■ AIM: Reproduce all of the material below word for word, leaving the pictures out of your copy.

## START

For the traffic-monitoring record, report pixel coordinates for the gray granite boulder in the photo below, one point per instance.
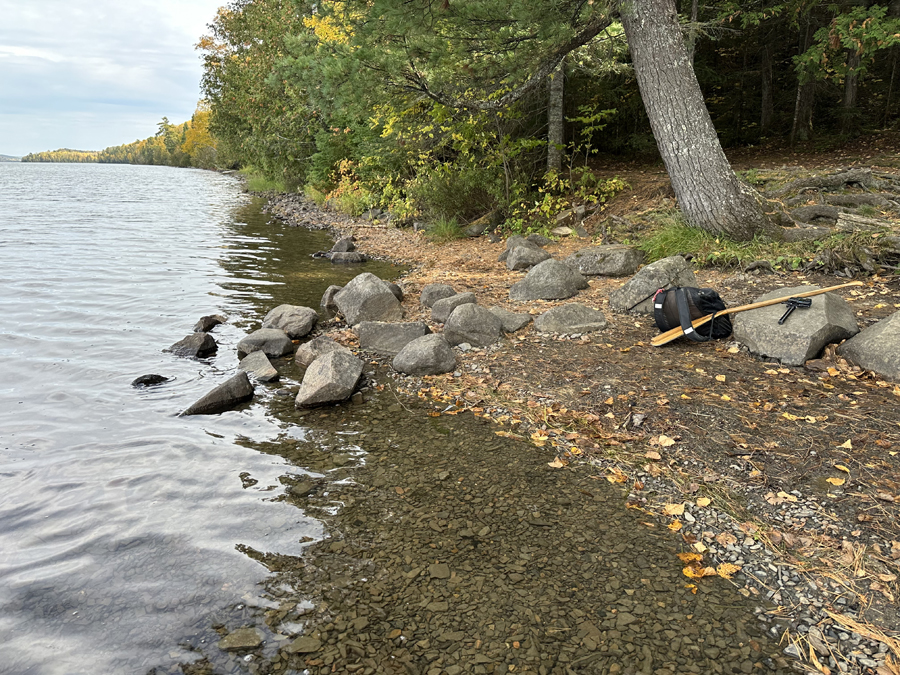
(331, 378)
(367, 298)
(570, 318)
(258, 365)
(195, 346)
(803, 335)
(388, 338)
(636, 296)
(474, 324)
(344, 245)
(295, 320)
(511, 321)
(327, 304)
(877, 348)
(525, 257)
(443, 308)
(272, 342)
(208, 322)
(613, 260)
(434, 292)
(347, 258)
(226, 396)
(550, 280)
(427, 355)
(309, 352)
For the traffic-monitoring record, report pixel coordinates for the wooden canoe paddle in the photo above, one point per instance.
(675, 333)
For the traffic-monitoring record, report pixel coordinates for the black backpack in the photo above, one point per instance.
(681, 305)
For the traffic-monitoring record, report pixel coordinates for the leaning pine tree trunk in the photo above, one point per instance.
(709, 194)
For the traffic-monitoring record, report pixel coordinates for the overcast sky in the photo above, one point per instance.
(88, 74)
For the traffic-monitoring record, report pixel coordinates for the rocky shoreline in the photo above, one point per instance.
(823, 617)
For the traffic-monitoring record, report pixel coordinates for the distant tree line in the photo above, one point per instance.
(185, 145)
(451, 108)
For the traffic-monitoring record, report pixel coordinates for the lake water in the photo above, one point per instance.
(124, 529)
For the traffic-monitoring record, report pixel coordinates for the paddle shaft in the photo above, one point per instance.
(675, 333)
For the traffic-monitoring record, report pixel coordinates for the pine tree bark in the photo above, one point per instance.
(709, 194)
(555, 119)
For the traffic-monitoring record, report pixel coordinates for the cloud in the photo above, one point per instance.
(96, 73)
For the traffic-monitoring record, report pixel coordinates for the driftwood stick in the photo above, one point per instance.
(675, 333)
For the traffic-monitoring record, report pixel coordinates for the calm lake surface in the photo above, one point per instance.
(125, 529)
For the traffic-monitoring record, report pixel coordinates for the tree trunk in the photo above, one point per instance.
(556, 120)
(709, 194)
(767, 109)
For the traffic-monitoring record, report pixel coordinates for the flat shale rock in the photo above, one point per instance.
(258, 365)
(367, 298)
(226, 396)
(877, 348)
(309, 352)
(272, 342)
(331, 378)
(388, 338)
(295, 320)
(511, 321)
(803, 335)
(434, 292)
(613, 260)
(195, 346)
(443, 308)
(473, 324)
(549, 280)
(571, 318)
(637, 293)
(427, 355)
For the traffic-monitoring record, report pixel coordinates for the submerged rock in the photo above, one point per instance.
(195, 345)
(226, 396)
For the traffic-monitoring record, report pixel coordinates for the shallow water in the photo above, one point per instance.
(124, 529)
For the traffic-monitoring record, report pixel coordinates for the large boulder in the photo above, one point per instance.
(226, 396)
(613, 260)
(195, 346)
(877, 348)
(525, 257)
(636, 296)
(309, 352)
(434, 292)
(272, 342)
(803, 335)
(511, 321)
(427, 355)
(474, 324)
(331, 378)
(388, 338)
(570, 318)
(295, 320)
(550, 280)
(208, 322)
(258, 365)
(367, 298)
(443, 308)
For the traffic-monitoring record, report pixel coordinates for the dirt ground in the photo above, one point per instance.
(806, 456)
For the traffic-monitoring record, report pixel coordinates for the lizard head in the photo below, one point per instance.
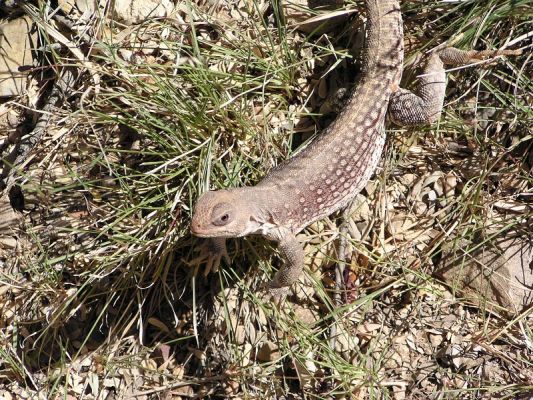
(222, 213)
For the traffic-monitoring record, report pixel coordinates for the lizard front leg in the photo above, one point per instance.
(293, 253)
(424, 107)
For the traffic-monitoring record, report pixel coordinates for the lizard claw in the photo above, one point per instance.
(212, 251)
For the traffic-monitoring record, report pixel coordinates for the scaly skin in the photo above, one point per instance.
(326, 175)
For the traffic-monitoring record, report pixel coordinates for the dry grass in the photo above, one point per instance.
(98, 300)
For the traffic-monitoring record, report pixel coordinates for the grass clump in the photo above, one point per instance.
(99, 298)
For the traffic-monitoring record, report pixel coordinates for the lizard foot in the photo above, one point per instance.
(212, 251)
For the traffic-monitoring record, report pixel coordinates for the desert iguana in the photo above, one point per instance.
(327, 174)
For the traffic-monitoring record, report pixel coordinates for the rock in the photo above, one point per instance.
(499, 272)
(16, 43)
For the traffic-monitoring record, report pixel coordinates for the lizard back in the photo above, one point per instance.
(331, 170)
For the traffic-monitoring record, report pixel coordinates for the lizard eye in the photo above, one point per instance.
(221, 220)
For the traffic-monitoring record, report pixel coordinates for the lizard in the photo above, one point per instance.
(327, 174)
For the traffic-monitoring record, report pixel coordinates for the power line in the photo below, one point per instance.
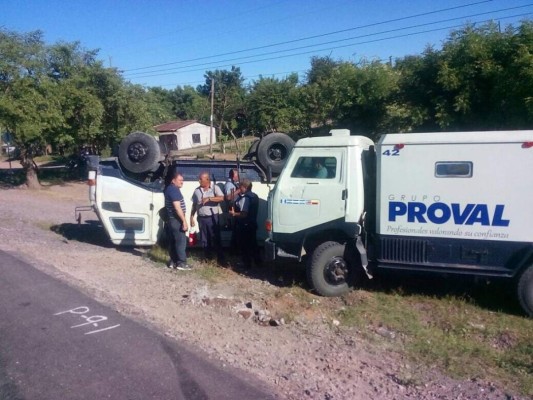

## END

■ RESPONSE TO THE EXERCISE:
For the traffic-monitoring record, report pixel coordinates for the gray granite boulder in the photo below, one point per instance.
(331, 378)
(367, 298)
(570, 318)
(258, 365)
(195, 346)
(803, 335)
(388, 338)
(636, 296)
(474, 324)
(344, 245)
(295, 320)
(511, 321)
(327, 304)
(877, 348)
(525, 257)
(443, 308)
(272, 342)
(208, 322)
(613, 260)
(434, 292)
(347, 258)
(226, 396)
(550, 280)
(427, 355)
(309, 352)
For the traffic-monitoring record, report pixel coordinates for the wooden canoe paddle in the photo above, one point per instance.
(675, 333)
For the traffic-monitoring record, report pixel coordinates for the black backpack in the photo above, one point per instance.
(681, 305)
For the traffic-monitoring record, report pixel coordinates for the leaning pine tree trunk in the photo above, one point per instance.
(709, 194)
For the traffic-monitoring record, report pixel coordinates for the overcast sky in the photo above, one point per instance.
(88, 74)
For the traffic-monitoring record, report pixel coordinates for the rocky shoreline in the photo above, one point per instance.
(823, 617)
For the traffic-monitoring record, report pixel coordinates for the distant tree line in the photo above, one point per instance.
(185, 145)
(451, 108)
For the traffic-monitoring record, report pixel coordinates for the lake water in the photo above, one point per instance.
(124, 529)
For the traffic-monitoring record, report pixel coordinates for the paddle shaft in the photo above, one point per instance.
(675, 333)
For the traffic-monitoring record, report pixel coordinates for the pine tree bark in the photo above, one point per instance.
(709, 194)
(555, 119)
For the traffic-monitoring record, report pixel coordinates for the cloud in the photo above, one point per instance.
(96, 73)
For the traffic-monitoring record, report pixel coordinates for the driftwood stick in the photo above, one point per instance.
(675, 333)
For the traffic-monitoring record, report pixel coordinates for the calm lake surface in the photo above, one point per instance.
(125, 529)
For the traffic-monitoring record, report pixel coordinates for the tree trunk in the photo above, one point per instance.
(556, 120)
(709, 194)
(767, 109)
For the traffic-monitoring record, report pixel coordinates for the flat shale rock in the photo above, one point per instance.
(258, 365)
(367, 298)
(226, 396)
(877, 348)
(309, 352)
(272, 342)
(331, 378)
(388, 338)
(295, 320)
(511, 321)
(803, 335)
(434, 292)
(613, 260)
(195, 346)
(443, 308)
(473, 324)
(549, 280)
(571, 318)
(637, 293)
(427, 355)
For the traffic-monitoring record, report pixel coordinates for the submerged rock in the photo above, one point per instance.
(195, 345)
(226, 396)
For the traffic-monitoring record, report pixel coordinates for the shallow water in the photo above, one point per instance.
(124, 529)
For the traffic-monitoring record, report pixel coordinates for the large boulder in the photo above, one point per instance.
(226, 396)
(613, 260)
(195, 346)
(877, 348)
(525, 257)
(636, 296)
(309, 352)
(434, 292)
(272, 342)
(803, 335)
(511, 321)
(427, 355)
(474, 324)
(331, 378)
(388, 338)
(570, 318)
(295, 320)
(550, 280)
(208, 322)
(258, 365)
(367, 298)
(443, 308)
For the traffic-monitoring record, report pixel coordinates for the dirt ground in the photo above, one point per instance.
(806, 456)
For the traffic-monitoring record, report pixel coordinates for the lizard head in the photo below, one point per instance.
(222, 213)
For the traffic-monitoring record, report pixel coordinates for the lizard front leg in the photo above, one point per instance.
(293, 253)
(424, 107)
For the traffic-monitoring record, report pixel coordinates for the lizard claw in the photo above, one point per instance.
(212, 251)
For the traffic-monitoring record, report pixel coordinates for the scaly skin in the photo above, one point per instance.
(326, 175)
For the traffic-monitoring record, report pixel coordinates for the dry grass in the photo above, one point per instance.
(98, 300)
For the traffic-monitoring record, report pixel coordinates for the grass clump in the photo above, one point per instance.
(99, 298)
For the traffic-monitoring record, report pixel coordinates for the lizard foot in the photo above, one point per instance.
(212, 251)
For the traffic-monitoring record, report pixel coordinates for the desert iguana in the photo above, one point per instance.
(327, 174)
For the traffic-monitoring record, report pixel coordinates for the rock in the photo above, one point per instance.
(499, 272)
(16, 43)
For the traffic-monitoring record, report pixel coordinates for the lizard back in the photo above, one point per instance.
(331, 170)
For the traffic-monitoring record, report pixel coordinates for the lizard eye in the photo above, one point per instance.
(221, 220)
For the traffic-monitoring record, report pixel coordinates for the lizard in the photo above, one point per instance.
(327, 174)
For the traffic-monitoring record, report pixel coordinates for the power line in the photo below, one point per instance.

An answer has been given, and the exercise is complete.